PROMPT A: Please decide whether each statement agrees with the article about Aya Hijazi, answering yes or no and quoting the words of the article that settle it: (i) the eight individuals were arrested in May 2014; (ii) they were charged at the time of their arrest; (iii) their hearings were delayed five times.
PROMPT B: According to the article about Aya Hijazi, what kind of charity is the Belady Foundation?
PROMPT C: Write the next part of the article about Aya Hijazi, picking up after its final sentence.

Aya Hijazi

Aya Hijazi the Egyptian-American aid worker and her colleagues were released after three years in detention.

In May 2014, eight individuals were arrested following a raid on a charity organization’s center in Cairo. Belady Foundation, where they were working, is a charity for street children in Egypt. Four months later, they were charged with sexual exploitation of children, human trafficking, and ‘using children for protests’. Prior to this, no reason for their arrest had been given. They were put behind bars, their rights merited no explanation. An examination of the children cared for by the organization found no evidence of sexual abuse.

The arrest was part of an ongoing crackdown by President Sisi’s regime on NGOs and civil society in general.

Their hearings were delayed seven times, for no conclusive reason. Pre-trial beyond two years is illegal under Egyptian law, and her trial was found to be unconstitutional, but that was never a problem for the authoritarian regimes that have plagued Egypt’s political arena for decades.

(Natural-language object grounding records)

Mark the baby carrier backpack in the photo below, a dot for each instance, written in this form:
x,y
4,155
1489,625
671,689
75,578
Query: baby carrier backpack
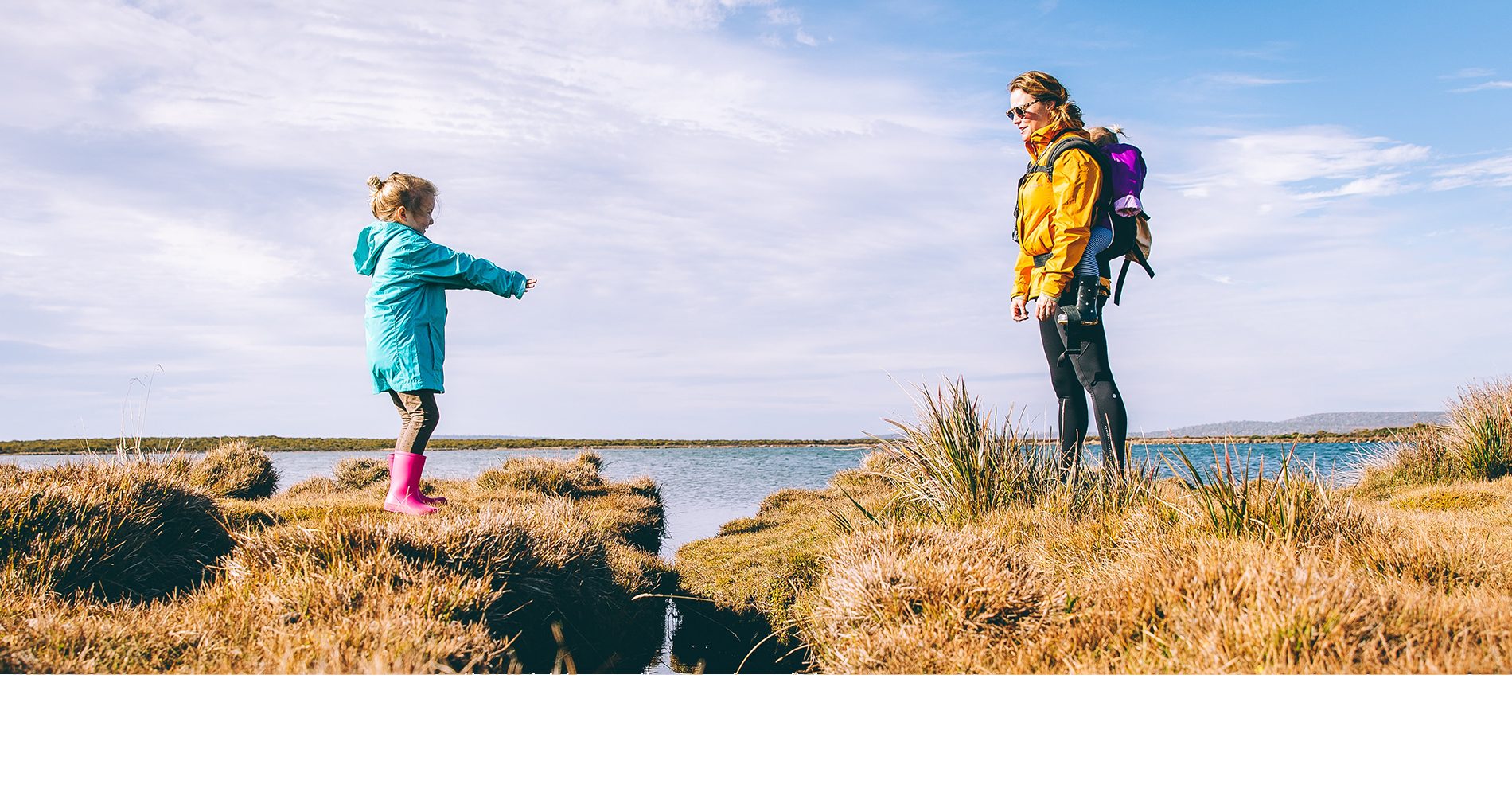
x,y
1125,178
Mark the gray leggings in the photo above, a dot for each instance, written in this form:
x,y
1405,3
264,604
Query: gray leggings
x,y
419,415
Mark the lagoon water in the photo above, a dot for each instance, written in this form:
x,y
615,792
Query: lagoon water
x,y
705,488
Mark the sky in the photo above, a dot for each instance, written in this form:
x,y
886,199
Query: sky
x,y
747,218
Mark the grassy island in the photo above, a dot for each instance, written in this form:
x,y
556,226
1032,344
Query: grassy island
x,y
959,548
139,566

RESPONSE A:
(i) Yes: "In May 2014, eight individuals were arrested following a raid on a charity organization’s center in Cairo."
(ii) No: "Four months later, they were charged with sexual exploitation of children, human trafficking, and ‘using children for protests’."
(iii) No: "Their hearings were delayed seven times, for no conclusive reason."

RESPONSE B: It is a charity for street children in Egypt.

RESPONSE C:
Aya Hijazi, the founder of the organization along with her husband Mohamed Hassanein, is one of the thousands detained without trial, and on suspicious grounds.

Hijazi and her colleagues were released on Sunday of last week as supporters and activists cheered and celebrated. Many have been imprisoned under suspicious and unproven allegations, but Hijazi’s case was amongst those with national and international high-profile campaigns for release.

After three years in the horrendous conditions of Egyptian prisons, the group was allowed to walk out of the court free, finally able to enjoy open skies and the bright Cairene sunshine. They had been punished because they dared to highlight and address the serious shortcomings of the Egyptian State, and the terrible human and children’s rights violations street children face on the streets of Cairo. Their crime was that they were active members of civil society, and in Sisi’s Egypt it is a grave one.

Aya Hijazi met with President Trump on the 21 April, one day after she returned to the US to reunite with her parents.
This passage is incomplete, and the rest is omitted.